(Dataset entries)
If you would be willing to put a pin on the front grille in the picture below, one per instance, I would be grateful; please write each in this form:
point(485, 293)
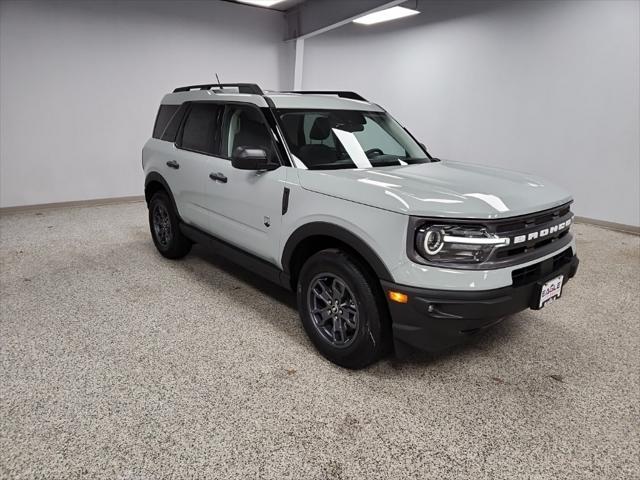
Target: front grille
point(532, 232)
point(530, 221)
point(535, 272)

==

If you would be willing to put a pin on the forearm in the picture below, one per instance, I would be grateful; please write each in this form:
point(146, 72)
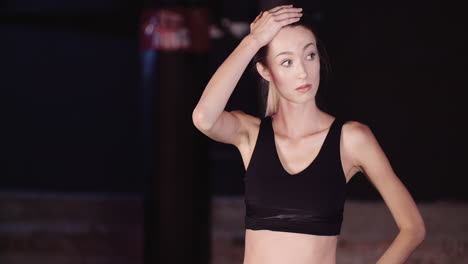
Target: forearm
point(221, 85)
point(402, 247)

- **PROBLEM DESCRIPTION**:
The response consists of the lines above that contain "below".

- **EXERCISE SOLUTION**:
If you would be willing to put a pin on the front grille in the picture below, one per instance, I would be grateful; please write each in this form:
If you would be willing to put a pin on the forearm in the picture below, one per instance, I would be grateful; please write each in this form:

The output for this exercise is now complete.